━━━━━ Materials provided

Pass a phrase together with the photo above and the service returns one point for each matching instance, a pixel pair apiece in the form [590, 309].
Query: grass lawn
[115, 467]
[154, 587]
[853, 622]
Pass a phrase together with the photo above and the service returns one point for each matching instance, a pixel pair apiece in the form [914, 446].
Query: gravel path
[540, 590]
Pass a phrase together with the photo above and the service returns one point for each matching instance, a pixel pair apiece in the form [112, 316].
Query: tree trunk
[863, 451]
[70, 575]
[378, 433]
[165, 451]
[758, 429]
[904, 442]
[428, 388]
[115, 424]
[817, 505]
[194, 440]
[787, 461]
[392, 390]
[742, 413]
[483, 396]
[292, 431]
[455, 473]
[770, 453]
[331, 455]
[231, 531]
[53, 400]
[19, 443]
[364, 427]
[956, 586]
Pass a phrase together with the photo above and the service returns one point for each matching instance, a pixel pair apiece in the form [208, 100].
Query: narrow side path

━━━━━━━━━━

Every record must be transcribed precisely, down to the last character.

Pass a phrase together with the photo above and the service returns one point for each matching instance, a pixel pair apiece in the form [590, 309].
Query: grass lawn
[115, 467]
[154, 587]
[853, 622]
Pass a phrase together with the photo above and the service returns one point for each matching instance, a pixel pair apiece in the form [914, 446].
Query: gravel path
[540, 590]
Pass a phrase together with the photo above and the service returns one point for each matching instance, a pixel pair apiece in the form [112, 316].
Query: tree trunk
[863, 451]
[70, 575]
[378, 433]
[165, 451]
[758, 429]
[904, 442]
[428, 388]
[115, 424]
[817, 505]
[194, 440]
[787, 461]
[392, 390]
[742, 413]
[483, 396]
[292, 431]
[455, 473]
[770, 453]
[331, 455]
[231, 531]
[53, 400]
[19, 443]
[364, 427]
[956, 586]
Pass a phrase together with the photo above and the service returns one point for each matching instance, a pixel pair apiece in the form [208, 100].
Query: narrow side path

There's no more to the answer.